======== THE DATA

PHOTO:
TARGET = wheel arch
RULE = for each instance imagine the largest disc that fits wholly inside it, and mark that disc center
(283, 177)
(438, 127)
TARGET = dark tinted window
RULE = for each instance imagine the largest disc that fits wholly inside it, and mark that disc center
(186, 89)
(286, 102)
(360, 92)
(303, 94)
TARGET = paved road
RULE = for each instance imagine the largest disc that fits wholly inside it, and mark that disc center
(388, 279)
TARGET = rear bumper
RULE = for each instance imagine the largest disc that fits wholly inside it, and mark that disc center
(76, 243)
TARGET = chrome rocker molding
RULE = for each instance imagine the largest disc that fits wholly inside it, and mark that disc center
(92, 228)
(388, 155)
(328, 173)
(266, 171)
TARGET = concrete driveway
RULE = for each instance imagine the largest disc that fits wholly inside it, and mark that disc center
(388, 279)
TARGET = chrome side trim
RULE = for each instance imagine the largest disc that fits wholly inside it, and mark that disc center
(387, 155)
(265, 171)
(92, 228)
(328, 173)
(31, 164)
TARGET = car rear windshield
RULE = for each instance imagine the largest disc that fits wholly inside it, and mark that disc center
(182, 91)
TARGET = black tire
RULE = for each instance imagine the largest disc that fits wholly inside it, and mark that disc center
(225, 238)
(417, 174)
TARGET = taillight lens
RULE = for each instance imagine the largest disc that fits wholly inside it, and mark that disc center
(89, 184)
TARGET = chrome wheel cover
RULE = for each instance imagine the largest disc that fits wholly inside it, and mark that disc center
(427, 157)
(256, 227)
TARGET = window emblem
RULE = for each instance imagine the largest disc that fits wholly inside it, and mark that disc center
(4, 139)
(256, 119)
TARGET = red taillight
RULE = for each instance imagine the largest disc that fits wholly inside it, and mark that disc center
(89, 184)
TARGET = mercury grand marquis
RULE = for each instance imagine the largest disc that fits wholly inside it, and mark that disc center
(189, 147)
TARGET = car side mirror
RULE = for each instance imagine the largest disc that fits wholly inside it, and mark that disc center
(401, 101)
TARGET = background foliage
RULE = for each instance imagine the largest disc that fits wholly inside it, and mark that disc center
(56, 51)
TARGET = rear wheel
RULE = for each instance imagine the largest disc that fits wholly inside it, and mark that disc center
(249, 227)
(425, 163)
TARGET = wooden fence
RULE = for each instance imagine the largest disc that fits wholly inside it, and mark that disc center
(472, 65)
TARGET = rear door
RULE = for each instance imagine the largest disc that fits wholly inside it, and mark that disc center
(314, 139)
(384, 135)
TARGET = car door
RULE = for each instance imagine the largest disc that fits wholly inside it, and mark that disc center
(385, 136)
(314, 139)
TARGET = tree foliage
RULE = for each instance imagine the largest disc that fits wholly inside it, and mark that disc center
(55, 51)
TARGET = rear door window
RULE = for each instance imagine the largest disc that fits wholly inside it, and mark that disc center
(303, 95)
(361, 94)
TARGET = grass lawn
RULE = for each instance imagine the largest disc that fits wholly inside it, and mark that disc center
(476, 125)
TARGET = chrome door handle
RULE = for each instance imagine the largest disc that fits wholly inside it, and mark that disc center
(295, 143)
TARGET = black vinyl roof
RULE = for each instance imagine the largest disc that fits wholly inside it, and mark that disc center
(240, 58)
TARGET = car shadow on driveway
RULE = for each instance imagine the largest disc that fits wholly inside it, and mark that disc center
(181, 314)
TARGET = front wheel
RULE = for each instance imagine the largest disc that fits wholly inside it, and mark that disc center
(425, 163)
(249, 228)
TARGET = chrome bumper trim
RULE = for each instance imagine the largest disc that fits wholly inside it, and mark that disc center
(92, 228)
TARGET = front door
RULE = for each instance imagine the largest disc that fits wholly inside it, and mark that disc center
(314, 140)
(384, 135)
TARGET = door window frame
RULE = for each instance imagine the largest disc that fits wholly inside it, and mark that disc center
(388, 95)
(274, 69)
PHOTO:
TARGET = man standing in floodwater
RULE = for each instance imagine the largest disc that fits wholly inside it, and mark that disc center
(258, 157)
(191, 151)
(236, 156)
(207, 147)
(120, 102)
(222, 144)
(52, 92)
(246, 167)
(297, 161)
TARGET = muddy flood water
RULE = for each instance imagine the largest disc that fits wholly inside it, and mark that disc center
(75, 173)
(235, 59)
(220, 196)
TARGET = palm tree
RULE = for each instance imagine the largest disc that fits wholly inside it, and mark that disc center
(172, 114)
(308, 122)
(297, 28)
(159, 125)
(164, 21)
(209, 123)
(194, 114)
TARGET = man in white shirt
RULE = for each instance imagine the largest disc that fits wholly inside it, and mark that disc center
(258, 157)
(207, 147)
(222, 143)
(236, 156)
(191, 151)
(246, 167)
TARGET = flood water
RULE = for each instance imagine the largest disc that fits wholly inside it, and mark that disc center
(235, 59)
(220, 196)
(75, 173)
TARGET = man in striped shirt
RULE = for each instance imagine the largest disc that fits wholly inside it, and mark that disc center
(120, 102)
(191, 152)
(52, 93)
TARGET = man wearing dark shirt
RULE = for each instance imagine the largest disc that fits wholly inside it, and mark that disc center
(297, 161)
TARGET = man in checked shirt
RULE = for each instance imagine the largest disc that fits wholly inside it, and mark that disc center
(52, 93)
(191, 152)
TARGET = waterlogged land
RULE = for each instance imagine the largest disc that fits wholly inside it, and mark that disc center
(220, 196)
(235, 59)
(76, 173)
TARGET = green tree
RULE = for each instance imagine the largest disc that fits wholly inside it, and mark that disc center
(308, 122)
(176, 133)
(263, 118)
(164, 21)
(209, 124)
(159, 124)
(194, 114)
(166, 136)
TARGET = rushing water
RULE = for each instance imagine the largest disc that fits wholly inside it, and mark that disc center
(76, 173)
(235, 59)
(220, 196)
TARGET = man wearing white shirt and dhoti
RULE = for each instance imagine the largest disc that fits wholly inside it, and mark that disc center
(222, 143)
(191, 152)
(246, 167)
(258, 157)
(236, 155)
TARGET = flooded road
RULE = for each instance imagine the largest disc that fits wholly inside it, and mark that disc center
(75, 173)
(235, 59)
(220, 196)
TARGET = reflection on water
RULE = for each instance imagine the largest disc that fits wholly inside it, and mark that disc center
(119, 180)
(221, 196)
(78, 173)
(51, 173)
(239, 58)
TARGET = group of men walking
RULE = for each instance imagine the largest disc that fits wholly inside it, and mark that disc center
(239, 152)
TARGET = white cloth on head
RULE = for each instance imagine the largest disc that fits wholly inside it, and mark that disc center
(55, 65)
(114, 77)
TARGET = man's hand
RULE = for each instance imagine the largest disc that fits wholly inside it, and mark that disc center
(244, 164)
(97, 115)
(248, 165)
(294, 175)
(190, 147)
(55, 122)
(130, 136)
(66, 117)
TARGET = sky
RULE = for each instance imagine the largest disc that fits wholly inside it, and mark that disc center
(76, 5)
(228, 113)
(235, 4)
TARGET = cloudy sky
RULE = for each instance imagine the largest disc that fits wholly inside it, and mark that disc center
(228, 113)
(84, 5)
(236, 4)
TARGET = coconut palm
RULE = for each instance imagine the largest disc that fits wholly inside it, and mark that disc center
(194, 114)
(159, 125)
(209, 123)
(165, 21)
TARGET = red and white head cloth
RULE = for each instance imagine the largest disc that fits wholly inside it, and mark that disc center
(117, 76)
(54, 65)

================

» **GIVEN EXERCISE**:
Return exactly the lines from the line bearing "TARGET = group of men walking" to the end of the records, inclusive of both; include no other lines.

» **RESPONSE TO THIS TASK**:
TARGET = group of men walking
RULE = for each instance imagine the largest disc that fits wholly inside it, and mark that disc center
(239, 152)
TARGET = white cloth on head
RULE = for each instance imagine the largest disc that fits wholly inside it, and mark that disc center
(55, 65)
(114, 77)
TARGET = man's hand
RULE = for each instance imagine the largest disc that fits wholly inside it, and mark that disc center
(244, 164)
(97, 115)
(248, 165)
(294, 175)
(190, 147)
(55, 122)
(130, 136)
(66, 117)
TARGET = sky
RULE = for each instance imagine the largest disc that fits wholly inside it, and mark that disc center
(76, 5)
(228, 113)
(235, 4)
TARGET = cloudy sky
RULE = for each instance imagine the largest disc that fits wholly inside it, and mark that disc center
(228, 113)
(84, 5)
(236, 4)
TARGET = coconut palm
RULE = for each instance imagine the largest disc that fits wholly inside it, and mark that disc center
(194, 114)
(159, 125)
(209, 123)
(165, 21)
TARGET = red and white head cloth
RULE = for each instance imagine the largest disc that fits wholly inside it, and mark that disc center
(117, 76)
(54, 65)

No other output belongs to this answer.